#### Point-based annotation data

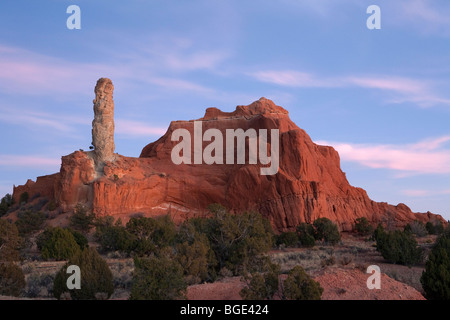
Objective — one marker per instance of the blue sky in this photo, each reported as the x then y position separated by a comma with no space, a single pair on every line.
380,97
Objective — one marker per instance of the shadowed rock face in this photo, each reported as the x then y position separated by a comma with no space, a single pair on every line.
103,123
309,183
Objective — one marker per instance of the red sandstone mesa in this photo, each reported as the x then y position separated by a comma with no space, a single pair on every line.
309,183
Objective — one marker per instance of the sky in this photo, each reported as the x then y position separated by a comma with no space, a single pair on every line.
380,97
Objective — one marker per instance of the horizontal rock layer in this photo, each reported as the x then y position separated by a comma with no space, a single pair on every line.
309,183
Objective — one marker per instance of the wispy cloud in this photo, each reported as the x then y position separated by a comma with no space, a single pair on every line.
400,89
292,78
430,156
136,128
30,161
428,17
424,192
34,119
27,72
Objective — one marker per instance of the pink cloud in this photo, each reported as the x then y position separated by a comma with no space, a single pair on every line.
135,128
400,89
424,157
424,193
31,161
27,72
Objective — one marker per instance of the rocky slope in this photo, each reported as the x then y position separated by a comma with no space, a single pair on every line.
309,183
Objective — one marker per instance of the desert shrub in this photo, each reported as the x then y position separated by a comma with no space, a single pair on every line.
300,286
363,227
237,239
263,284
51,205
10,241
24,197
12,279
96,277
305,233
81,220
29,221
194,259
398,246
150,235
417,228
5,204
80,239
57,243
288,239
39,204
434,228
435,279
157,278
326,230
114,238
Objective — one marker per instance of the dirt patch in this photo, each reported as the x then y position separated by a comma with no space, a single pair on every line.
351,284
225,289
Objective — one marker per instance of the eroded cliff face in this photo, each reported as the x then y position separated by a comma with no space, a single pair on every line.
309,183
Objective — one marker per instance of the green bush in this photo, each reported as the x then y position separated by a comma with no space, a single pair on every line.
114,238
195,259
57,243
288,239
262,284
417,228
237,239
363,227
300,286
5,204
24,197
435,279
29,221
434,228
10,241
12,279
96,277
305,233
80,239
151,235
157,278
326,230
398,246
81,220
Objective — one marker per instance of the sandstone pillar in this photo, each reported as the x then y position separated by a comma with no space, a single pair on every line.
103,123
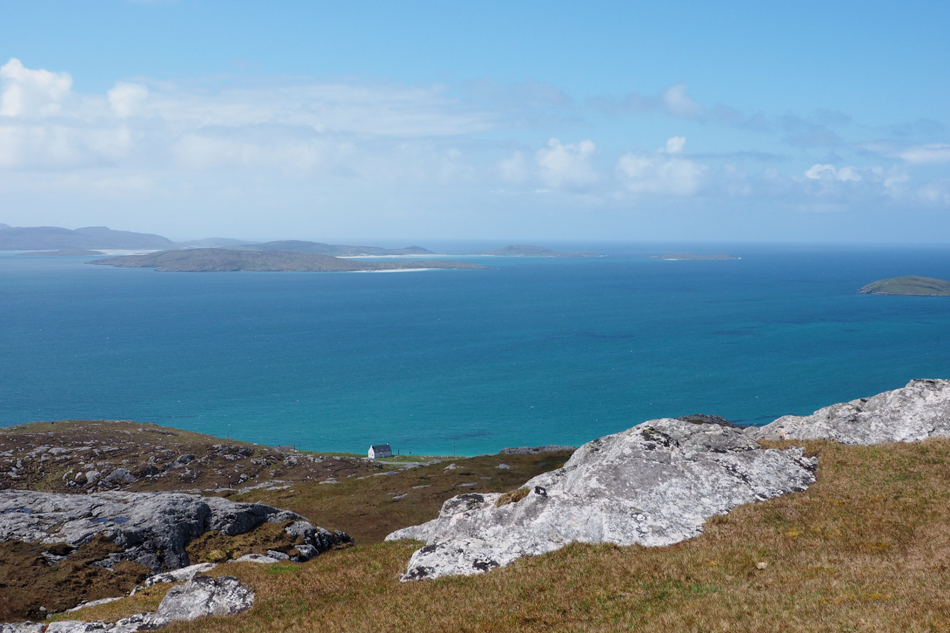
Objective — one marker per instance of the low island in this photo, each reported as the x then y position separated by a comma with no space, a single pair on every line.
336,250
227,260
526,250
695,256
911,286
63,252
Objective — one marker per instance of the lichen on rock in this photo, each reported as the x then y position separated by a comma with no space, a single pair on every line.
654,484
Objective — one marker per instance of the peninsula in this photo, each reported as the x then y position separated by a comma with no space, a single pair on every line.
50,238
526,250
912,286
336,250
228,260
695,256
63,252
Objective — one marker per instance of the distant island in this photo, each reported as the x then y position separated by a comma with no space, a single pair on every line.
526,250
53,238
694,256
63,252
911,286
229,260
300,246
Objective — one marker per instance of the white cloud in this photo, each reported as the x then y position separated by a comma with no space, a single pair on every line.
849,173
567,166
675,145
127,99
935,153
659,174
936,192
514,168
29,92
678,103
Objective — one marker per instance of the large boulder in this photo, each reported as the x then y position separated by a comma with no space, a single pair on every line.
654,484
915,412
199,597
153,528
202,596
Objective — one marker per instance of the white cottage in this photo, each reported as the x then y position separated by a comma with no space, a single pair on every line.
377,451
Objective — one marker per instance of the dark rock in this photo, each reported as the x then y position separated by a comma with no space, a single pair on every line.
705,418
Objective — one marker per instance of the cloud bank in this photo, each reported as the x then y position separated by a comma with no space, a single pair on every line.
280,140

#### Direction
Output an exact copy of the material, with the pictures removed.

#### Result
Objective — one marker per instance of the blue sky in this photo, each reported as the x then y position separated by a comma with no space, a single pair on every line.
380,97
Objective — one marker per instance of the shadowed rock face in this photo, each reported as the x then y position separated by a comma with no space, a single pair on every line.
103,123
309,183
Objective — one marker per instance of the red sandstone mesa in this photo, each reported as the x then y position separated by a comma with no space, a single pair on every line.
309,183
Objective — one marker per instance of the sky in this photo, each reported as the x then y position separated by a comma with no space, a single pair on every line.
380,97
Objective — one marker per instance of the horizontal rock layer in this photo, each reported as the x then y position separated by a comma with no space, a single pair on every line.
309,183
Objective — one marker per instance of the wispy cloud in this photo, each reported as the x then y position separated by a comma with no space, a single pair on every line.
400,89
292,78
430,156
136,128
30,161
428,17
424,192
34,119
27,72
Objective — one marker per instance of the pink cloud in this photo, each reported as the x then y position separated by a comma with no space, a single pair on every line.
135,128
400,89
424,157
424,193
31,161
27,72
Objective — one marker per instance of the rocky slope in this photo, each reported as the x then y position separated by a comma with no space, a single pair on every line.
309,183
Objective — one marker per instance of the desert shrub in this photo, each reported as the x then y position separated by a comma with no space, a single pair on every line.
300,286
363,227
237,239
263,284
51,205
10,241
24,197
12,279
96,277
305,233
81,220
29,221
194,259
398,246
150,235
417,228
5,204
80,239
57,243
288,239
39,204
434,228
435,279
157,278
326,230
114,238
Objective — one marker per instance of the dirt patch in this photo, each reported as the x then y position separated by a comma with no space, a single pair on every line.
351,284
225,289
Objective — one marker per instance of the eroded cliff face in this photo, each reported as the x then y position separated by a comma with no space, a single pair on every line.
309,183
Objective — one marker per instance of the green bush in this photo, each reported as the x then y position separated by a comma with no space, a single pair on every line.
114,238
195,259
57,243
288,239
262,284
417,228
237,239
363,227
300,286
5,204
24,197
435,279
29,221
434,228
10,241
12,279
96,277
305,233
80,239
151,235
157,278
326,230
398,246
81,220
Objective — one marker per instance of the sandstone pillar in this photo, each reported as the x then y position separated by a comma with no space, a single pair on every line.
103,123
Objective — one marker per instance of the low island in this photo, each reported as the x then y position separated by a comma with no space, a single pair on every line.
336,250
227,260
526,250
695,256
911,286
63,252
Objective — one marker per instance of the lichen on rock in this photo, each reported as the x then y position separated by a comma with no space, a single pair on every line.
654,484
Objective — one marker per instance of the peninsula in this photo, each reported as the x then y position separated by a comma with no space, a single pair on every line.
50,238
526,250
912,286
336,250
228,260
695,256
63,252
Objective — one marker per instance of the distant island in this photo, each reported as the x then y position separated by a comma with no space, a single pair on every line.
526,250
53,238
694,256
63,252
911,286
229,260
300,246
Objective — one marker per instance of the white cloud in this photo, each reported as the x then y position separated by a comma with no space, a single pair on every line.
849,173
567,166
675,145
127,99
935,153
659,174
936,192
514,168
29,92
678,103
Objective — one marker per instance of the large boulder in this photo, each reported as the x then y position separated by a comma with no space, a single pair on every line.
654,484
915,412
199,597
153,528
202,596
Objective — one marker per instance of the white cottage in this photo, each reported as the x then y position separated by a comma with no space, a single pair on every line.
377,451
Objective — one marker per instance of the dark rock in this photo, each reported as the x then y position separated by a comma with no space, a single pair on every line.
705,418
Objective — one marker per instance of the cloud bank in this photo, each reported as the x then y position separated by a comma with no space, a single pair on every line.
280,140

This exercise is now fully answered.